▶ _TASK TO CARRY OUT_:
The copy must hold every line from the one with "Scans the attached" through the end of the listing, word for word, and must hold no pictures.

▶ _EXERCISE DATA_:
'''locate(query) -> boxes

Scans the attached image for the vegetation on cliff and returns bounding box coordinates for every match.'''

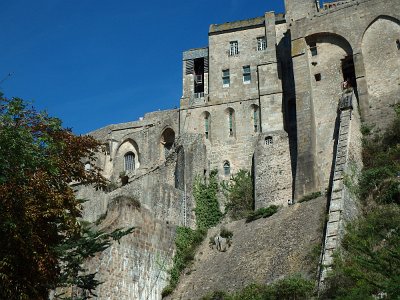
[322,105,400,299]
[163,170,222,297]
[194,170,223,228]
[202,275,314,300]
[0,97,133,300]
[222,169,253,220]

▶ _TASK OUTPUT_:
Scans the attached image for the vegetation on cliff and returns bounding box coordinates for every match.'''

[322,105,400,299]
[163,170,222,297]
[194,170,223,228]
[202,275,314,300]
[0,97,133,300]
[222,169,253,220]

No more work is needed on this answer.